> **Data listing**

====

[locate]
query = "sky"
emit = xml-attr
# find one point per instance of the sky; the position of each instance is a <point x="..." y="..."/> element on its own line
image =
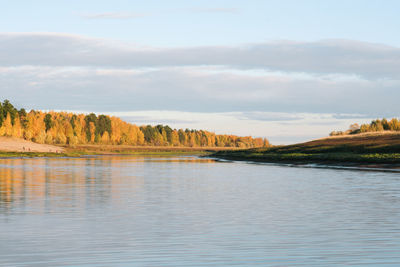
<point x="288" y="70"/>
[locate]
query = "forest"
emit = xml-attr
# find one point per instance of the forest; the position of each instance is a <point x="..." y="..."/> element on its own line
<point x="378" y="125"/>
<point x="66" y="128"/>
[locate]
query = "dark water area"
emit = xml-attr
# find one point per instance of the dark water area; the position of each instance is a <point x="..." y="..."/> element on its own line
<point x="189" y="211"/>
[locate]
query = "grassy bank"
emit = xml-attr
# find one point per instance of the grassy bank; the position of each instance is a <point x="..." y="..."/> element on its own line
<point x="83" y="150"/>
<point x="359" y="149"/>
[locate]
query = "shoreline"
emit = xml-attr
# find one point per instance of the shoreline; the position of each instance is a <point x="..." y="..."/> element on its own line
<point x="342" y="165"/>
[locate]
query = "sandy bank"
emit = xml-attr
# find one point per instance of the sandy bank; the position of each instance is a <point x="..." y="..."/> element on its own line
<point x="20" y="145"/>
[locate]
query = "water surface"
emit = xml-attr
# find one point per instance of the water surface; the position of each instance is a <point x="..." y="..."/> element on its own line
<point x="188" y="211"/>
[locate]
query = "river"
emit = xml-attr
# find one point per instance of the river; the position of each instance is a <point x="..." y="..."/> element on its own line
<point x="190" y="211"/>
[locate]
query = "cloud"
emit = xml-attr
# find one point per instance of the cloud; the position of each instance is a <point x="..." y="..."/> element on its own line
<point x="370" y="61"/>
<point x="278" y="89"/>
<point x="215" y="10"/>
<point x="113" y="15"/>
<point x="195" y="89"/>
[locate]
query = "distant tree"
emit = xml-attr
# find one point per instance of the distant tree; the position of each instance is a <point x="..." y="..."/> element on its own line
<point x="48" y="121"/>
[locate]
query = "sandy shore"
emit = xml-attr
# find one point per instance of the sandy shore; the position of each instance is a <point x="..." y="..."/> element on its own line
<point x="20" y="145"/>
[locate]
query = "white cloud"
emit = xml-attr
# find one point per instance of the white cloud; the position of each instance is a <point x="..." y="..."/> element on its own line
<point x="325" y="57"/>
<point x="288" y="91"/>
<point x="215" y="10"/>
<point x="113" y="15"/>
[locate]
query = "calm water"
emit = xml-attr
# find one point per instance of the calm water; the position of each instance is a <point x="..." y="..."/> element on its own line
<point x="186" y="211"/>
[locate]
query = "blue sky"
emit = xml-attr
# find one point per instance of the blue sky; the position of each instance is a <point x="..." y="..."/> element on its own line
<point x="285" y="70"/>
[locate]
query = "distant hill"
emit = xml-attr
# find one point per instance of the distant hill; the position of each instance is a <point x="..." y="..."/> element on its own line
<point x="377" y="147"/>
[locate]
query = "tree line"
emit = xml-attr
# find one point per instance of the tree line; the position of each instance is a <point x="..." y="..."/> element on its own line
<point x="378" y="125"/>
<point x="66" y="128"/>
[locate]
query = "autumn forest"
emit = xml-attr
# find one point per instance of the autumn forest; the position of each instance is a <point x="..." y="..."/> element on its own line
<point x="66" y="128"/>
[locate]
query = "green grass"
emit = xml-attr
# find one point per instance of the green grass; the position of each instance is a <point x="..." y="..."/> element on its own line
<point x="355" y="150"/>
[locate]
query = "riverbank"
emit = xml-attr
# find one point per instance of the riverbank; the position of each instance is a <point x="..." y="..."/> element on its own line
<point x="369" y="149"/>
<point x="14" y="147"/>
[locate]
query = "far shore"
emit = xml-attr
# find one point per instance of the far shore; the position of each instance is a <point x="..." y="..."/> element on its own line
<point x="14" y="147"/>
<point x="380" y="149"/>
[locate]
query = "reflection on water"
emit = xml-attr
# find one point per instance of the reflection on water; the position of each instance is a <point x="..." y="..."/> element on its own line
<point x="31" y="180"/>
<point x="188" y="211"/>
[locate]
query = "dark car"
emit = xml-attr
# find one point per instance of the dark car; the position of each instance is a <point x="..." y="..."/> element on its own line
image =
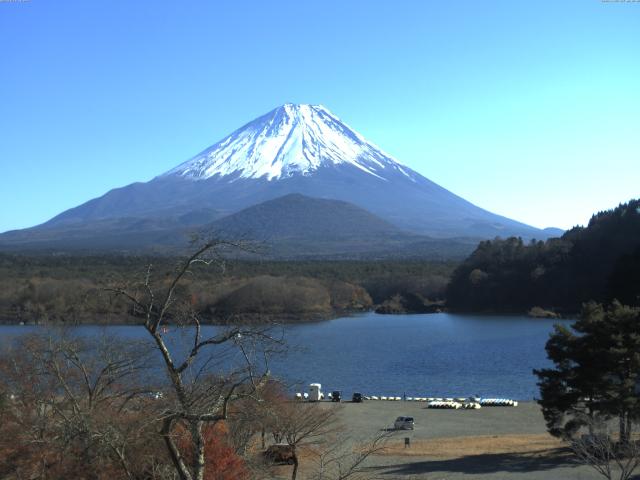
<point x="279" y="453"/>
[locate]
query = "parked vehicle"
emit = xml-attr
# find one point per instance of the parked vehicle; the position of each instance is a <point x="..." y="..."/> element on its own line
<point x="315" y="392"/>
<point x="404" y="423"/>
<point x="279" y="453"/>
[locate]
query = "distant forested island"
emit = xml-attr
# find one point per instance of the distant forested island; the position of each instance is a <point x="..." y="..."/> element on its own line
<point x="68" y="289"/>
<point x="599" y="262"/>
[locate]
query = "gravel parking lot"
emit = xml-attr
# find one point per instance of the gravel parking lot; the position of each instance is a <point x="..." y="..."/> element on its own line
<point x="489" y="443"/>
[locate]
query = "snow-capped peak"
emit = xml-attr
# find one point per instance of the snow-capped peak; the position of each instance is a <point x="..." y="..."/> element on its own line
<point x="294" y="139"/>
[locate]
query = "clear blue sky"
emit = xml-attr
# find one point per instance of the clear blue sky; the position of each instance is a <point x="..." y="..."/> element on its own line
<point x="530" y="109"/>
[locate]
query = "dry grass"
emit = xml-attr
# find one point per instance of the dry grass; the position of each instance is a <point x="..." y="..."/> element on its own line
<point x="457" y="447"/>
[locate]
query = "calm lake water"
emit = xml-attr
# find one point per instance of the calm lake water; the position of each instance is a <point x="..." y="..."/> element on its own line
<point x="437" y="355"/>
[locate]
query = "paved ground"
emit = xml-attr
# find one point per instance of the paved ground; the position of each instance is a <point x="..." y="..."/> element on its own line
<point x="490" y="443"/>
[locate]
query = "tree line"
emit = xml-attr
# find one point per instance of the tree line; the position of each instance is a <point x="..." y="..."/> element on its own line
<point x="70" y="289"/>
<point x="599" y="262"/>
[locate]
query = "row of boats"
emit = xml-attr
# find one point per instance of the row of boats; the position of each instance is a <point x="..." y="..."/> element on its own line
<point x="471" y="403"/>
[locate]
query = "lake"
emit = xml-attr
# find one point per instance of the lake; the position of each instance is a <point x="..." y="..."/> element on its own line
<point x="435" y="355"/>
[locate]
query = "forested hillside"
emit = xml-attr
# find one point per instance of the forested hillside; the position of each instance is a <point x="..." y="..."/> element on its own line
<point x="71" y="289"/>
<point x="598" y="262"/>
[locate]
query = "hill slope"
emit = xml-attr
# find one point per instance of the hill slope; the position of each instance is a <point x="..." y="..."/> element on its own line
<point x="292" y="149"/>
<point x="600" y="262"/>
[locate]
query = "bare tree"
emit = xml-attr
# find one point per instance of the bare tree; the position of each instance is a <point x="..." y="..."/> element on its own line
<point x="346" y="458"/>
<point x="73" y="402"/>
<point x="216" y="368"/>
<point x="301" y="424"/>
<point x="599" y="450"/>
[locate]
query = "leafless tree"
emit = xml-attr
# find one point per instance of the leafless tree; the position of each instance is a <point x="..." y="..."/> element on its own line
<point x="346" y="458"/>
<point x="301" y="425"/>
<point x="601" y="451"/>
<point x="73" y="401"/>
<point x="216" y="369"/>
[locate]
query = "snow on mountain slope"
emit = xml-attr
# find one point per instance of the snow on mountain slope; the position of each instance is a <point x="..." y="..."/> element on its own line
<point x="290" y="140"/>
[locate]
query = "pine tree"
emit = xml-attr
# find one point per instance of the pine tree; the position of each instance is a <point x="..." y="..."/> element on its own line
<point x="597" y="370"/>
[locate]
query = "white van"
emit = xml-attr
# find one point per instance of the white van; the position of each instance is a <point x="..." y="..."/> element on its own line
<point x="404" y="423"/>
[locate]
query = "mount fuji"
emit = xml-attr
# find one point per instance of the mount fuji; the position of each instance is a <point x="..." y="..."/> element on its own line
<point x="293" y="149"/>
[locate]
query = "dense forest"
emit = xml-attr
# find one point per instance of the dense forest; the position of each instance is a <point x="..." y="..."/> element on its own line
<point x="71" y="289"/>
<point x="599" y="262"/>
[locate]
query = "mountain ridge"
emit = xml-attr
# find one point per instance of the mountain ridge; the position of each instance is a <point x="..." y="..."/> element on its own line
<point x="300" y="149"/>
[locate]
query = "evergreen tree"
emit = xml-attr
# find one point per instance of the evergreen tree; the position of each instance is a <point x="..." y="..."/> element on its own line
<point x="597" y="370"/>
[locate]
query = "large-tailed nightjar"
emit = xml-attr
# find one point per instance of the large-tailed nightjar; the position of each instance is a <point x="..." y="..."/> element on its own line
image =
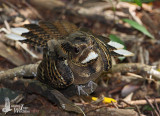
<point x="70" y="54"/>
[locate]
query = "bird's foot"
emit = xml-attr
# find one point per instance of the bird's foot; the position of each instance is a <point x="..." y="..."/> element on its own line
<point x="81" y="90"/>
<point x="91" y="84"/>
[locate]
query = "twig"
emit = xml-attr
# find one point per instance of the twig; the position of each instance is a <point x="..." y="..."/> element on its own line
<point x="26" y="70"/>
<point x="134" y="105"/>
<point x="152" y="106"/>
<point x="141" y="102"/>
<point x="157" y="107"/>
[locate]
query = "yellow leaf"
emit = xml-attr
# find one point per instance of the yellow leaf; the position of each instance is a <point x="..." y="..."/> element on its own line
<point x="94" y="98"/>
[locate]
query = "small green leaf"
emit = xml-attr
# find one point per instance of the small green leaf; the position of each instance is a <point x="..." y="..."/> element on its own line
<point x="138" y="2"/>
<point x="138" y="27"/>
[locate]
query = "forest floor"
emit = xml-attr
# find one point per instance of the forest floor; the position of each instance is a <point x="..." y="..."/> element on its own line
<point x="134" y="84"/>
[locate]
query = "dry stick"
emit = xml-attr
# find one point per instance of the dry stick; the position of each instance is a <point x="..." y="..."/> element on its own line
<point x="141" y="102"/>
<point x="136" y="67"/>
<point x="134" y="105"/>
<point x="26" y="70"/>
<point x="152" y="106"/>
<point x="157" y="107"/>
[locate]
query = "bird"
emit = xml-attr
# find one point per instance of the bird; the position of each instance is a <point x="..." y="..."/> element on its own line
<point x="71" y="55"/>
<point x="7" y="107"/>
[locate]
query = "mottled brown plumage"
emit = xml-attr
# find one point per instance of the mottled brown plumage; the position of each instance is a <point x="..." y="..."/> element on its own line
<point x="71" y="55"/>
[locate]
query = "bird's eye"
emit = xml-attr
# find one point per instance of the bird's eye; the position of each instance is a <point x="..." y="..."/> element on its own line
<point x="76" y="50"/>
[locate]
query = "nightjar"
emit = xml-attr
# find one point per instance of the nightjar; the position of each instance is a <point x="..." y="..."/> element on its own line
<point x="71" y="55"/>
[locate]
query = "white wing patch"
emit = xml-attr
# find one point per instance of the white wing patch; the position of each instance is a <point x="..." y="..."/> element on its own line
<point x="116" y="45"/>
<point x="124" y="52"/>
<point x="91" y="56"/>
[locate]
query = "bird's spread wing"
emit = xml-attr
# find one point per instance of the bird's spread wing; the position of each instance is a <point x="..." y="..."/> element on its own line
<point x="116" y="49"/>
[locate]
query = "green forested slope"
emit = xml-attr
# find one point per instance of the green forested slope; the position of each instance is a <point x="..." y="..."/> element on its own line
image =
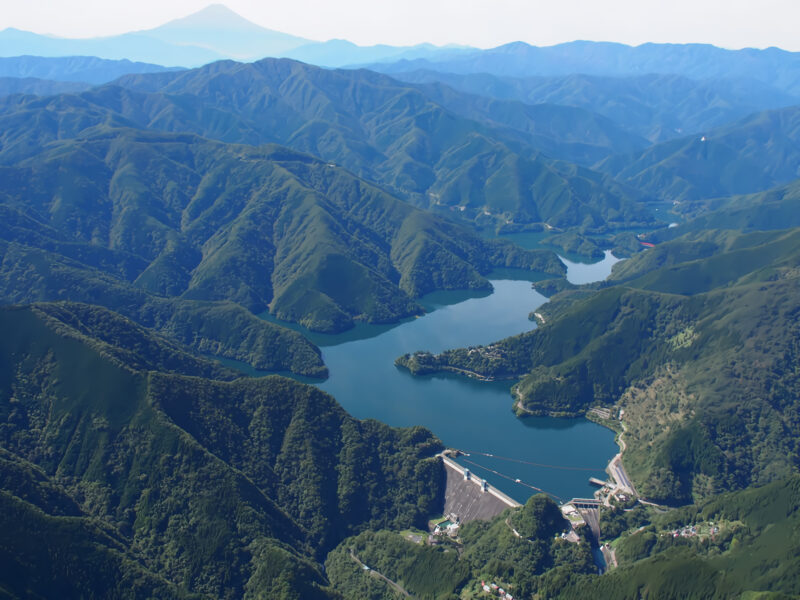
<point x="179" y="485"/>
<point x="753" y="554"/>
<point x="701" y="353"/>
<point x="750" y="155"/>
<point x="656" y="106"/>
<point x="533" y="562"/>
<point x="149" y="217"/>
<point x="380" y="129"/>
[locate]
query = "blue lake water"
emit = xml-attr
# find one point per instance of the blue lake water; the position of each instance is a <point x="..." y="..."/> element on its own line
<point x="554" y="455"/>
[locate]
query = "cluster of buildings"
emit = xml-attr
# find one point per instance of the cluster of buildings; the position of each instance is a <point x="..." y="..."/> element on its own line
<point x="494" y="589"/>
<point x="448" y="527"/>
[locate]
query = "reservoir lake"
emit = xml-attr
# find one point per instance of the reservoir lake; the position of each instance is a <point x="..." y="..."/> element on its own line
<point x="556" y="456"/>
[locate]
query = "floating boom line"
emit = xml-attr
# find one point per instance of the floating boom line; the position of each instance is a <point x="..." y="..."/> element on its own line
<point x="527" y="462"/>
<point x="513" y="479"/>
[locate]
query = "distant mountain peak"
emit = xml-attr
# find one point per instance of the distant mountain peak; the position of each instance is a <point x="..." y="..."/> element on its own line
<point x="213" y="16"/>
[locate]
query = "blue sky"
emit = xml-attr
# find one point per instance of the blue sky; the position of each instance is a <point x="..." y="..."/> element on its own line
<point x="484" y="23"/>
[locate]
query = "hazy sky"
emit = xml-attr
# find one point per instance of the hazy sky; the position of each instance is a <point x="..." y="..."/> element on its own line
<point x="484" y="23"/>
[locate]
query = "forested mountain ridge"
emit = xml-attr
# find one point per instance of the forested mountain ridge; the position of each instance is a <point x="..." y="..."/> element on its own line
<point x="390" y="133"/>
<point x="182" y="486"/>
<point x="773" y="66"/>
<point x="157" y="218"/>
<point x="722" y="303"/>
<point x="657" y="107"/>
<point x="753" y="154"/>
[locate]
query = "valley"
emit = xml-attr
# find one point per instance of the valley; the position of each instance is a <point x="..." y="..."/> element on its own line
<point x="288" y="317"/>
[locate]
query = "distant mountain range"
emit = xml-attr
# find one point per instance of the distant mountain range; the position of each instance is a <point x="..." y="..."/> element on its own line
<point x="73" y="69"/>
<point x="657" y="107"/>
<point x="214" y="33"/>
<point x="772" y="66"/>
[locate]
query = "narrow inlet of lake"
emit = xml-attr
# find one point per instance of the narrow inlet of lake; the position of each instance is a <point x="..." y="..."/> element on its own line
<point x="554" y="455"/>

====

> **What is needed**
Gather every line in the listing above that contains the word "plumage", treating uppercase and lowercase as different.

> **Expected answer**
query = "mottled brown plumage"
# find one point per instance of the mottled brown plumage; the position of each instance is a <point x="..." y="..."/> element on its own line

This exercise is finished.